Excerpts from point annotation data:

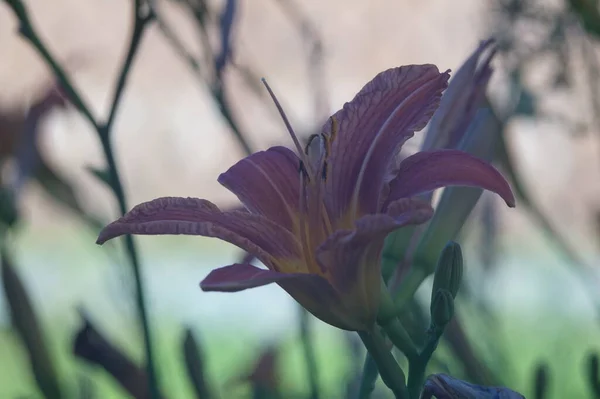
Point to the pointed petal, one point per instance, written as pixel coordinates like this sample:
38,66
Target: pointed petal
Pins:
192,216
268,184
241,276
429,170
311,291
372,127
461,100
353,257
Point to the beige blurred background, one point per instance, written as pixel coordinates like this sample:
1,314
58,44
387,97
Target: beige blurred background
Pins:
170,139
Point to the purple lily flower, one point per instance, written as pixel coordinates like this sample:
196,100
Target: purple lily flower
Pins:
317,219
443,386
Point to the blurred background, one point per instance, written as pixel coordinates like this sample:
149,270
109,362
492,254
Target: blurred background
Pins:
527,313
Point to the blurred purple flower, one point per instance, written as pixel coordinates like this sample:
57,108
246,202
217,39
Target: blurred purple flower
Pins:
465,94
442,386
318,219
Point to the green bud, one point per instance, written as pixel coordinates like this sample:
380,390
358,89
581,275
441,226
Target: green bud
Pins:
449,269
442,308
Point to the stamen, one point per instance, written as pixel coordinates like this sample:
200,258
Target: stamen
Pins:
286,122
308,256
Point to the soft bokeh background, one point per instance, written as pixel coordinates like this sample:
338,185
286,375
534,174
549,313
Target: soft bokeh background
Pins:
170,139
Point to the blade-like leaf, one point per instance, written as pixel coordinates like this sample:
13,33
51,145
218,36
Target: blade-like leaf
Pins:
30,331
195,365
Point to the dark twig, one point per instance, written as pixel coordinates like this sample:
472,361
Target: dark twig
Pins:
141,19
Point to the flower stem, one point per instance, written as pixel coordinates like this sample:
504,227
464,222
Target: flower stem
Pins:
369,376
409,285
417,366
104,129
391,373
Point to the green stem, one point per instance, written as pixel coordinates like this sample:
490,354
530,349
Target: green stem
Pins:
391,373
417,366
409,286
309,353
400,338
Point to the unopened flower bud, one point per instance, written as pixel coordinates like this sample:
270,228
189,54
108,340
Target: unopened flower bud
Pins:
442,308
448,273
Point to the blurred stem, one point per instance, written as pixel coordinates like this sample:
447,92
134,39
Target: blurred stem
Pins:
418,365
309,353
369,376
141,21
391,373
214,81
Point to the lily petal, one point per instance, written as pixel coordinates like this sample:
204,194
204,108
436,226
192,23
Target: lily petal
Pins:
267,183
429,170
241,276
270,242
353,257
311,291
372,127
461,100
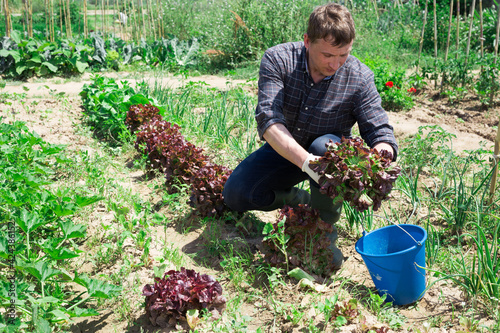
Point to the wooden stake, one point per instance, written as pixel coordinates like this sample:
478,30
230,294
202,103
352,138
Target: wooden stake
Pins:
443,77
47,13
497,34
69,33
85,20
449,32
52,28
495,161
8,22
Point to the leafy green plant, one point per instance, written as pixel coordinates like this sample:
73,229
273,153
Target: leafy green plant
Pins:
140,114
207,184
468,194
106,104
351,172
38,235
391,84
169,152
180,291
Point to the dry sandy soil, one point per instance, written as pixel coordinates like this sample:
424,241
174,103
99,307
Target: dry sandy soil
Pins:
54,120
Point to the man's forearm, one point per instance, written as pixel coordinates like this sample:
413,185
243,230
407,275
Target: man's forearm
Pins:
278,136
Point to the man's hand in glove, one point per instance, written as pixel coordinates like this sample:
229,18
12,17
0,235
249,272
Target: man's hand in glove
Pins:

● **OBJECTIVE**: Copy each line of the records precisely and drop any images they hold.

● **PROBLEM SOLUTION**:
Point to the pointed petal, one point per instance, written as pixel coordinates like this sample:
38,66
Target: pointed petal
Pins:
192,216
268,184
241,276
429,170
311,291
372,127
461,100
353,257
Point to the beige blurred background, one point per instance, written as pixel coordinates like this sample:
1,314
58,44
387,97
Target: beige blurred background
Pins:
170,139
Point to the purple lily flower, one point per instance, written as pixel coordinates like this sample:
196,100
Target: purple lily flower
Pins:
317,219
443,386
Point to the blurred background, one point per instance, written as pixel coordinates like this sample:
149,270
109,362
492,254
Target: blurred background
Pins:
527,313
Point to the blurred purple flower, one point per instance, written as pixel coordinates like this sample:
57,108
246,202
217,39
Target: blurred purple flower
Pins:
465,94
442,386
318,219
Point to the green bud, one point per instance, written as pixel coordinates like this sample:
380,390
358,89
581,275
441,226
Target: green bud
Pins:
449,269
442,308
Point to the stamen, one point per instance, written as pixel coordinates like this sample:
200,258
Target: stamen
Pins:
286,122
308,256
Point to the soft bokeh background, one point per instance, written as pixel coordinates like this sample:
338,185
286,375
534,174
549,313
Target: soft bokeh background
Pins:
170,139
Point to the blade-like leaf, one point per instance, written as pixel coordinates like this sample:
13,33
51,145
218,36
Target: blade-like leaf
Pins:
30,331
195,365
Point to the dark twig, one point per instance, written as pixel coordinates like this sample:
472,361
Target: dark twig
Pins:
141,19
Point to the flower stem, one point per instance, written as pixel coordinates like this sample:
504,227
464,222
Target: flower stem
Pins:
369,376
409,285
417,366
104,129
391,373
Point to the green stem, one point per instance, written as pixel coordinates like this sample:
490,354
530,349
Target: green stem
Pins:
391,373
417,366
409,286
309,353
400,338
Point to the unopened flower bud, one point per instance, written as pixel coordinates like this sample:
270,228
189,54
108,340
Target: unopened flower bud
Pins:
442,308
448,273
Point to the blurred stem, one point per instance, written as pixel coordinates like this sample:
447,92
134,39
Target: blurred stem
Pins:
418,365
309,353
369,376
141,21
391,373
214,81
Point to the lily petal, one point per instance, written as pixel coordinates like this sample:
204,194
204,108
436,226
192,23
Target: lily petal
Pins:
267,183
429,170
241,276
270,242
353,257
311,291
372,127
461,100
Point to the wooden stake, one point per instance, written as pixel coordinates like this sample:
478,30
230,294
202,103
352,138
Target: wooden stake
Pins:
443,77
47,13
497,34
69,33
85,20
449,32
52,28
495,161
8,22
Point to the leafy green plant, one point per instance, written as pixel coordinates like this sample:
73,229
273,153
Target: leafy green plant
Pins:
140,114
207,184
468,194
106,104
351,172
38,235
391,84
169,152
180,291
Point to the dry sandy soil, one point per instance, written as pixel coordinates like this sample:
424,241
174,103
99,307
Target: dry sandy soil
Pins:
54,120
Point to the man's forearm, one point per instance, written as pixel coordinates like this sample:
413,185
243,230
407,275
Target: man's forearm
Pins:
278,136
Point to the man's hand in glove, one point per instance, written as pixel coordinates like this sample:
229,18
12,17
0,235
249,272
Target: man's hand in glove
Pins:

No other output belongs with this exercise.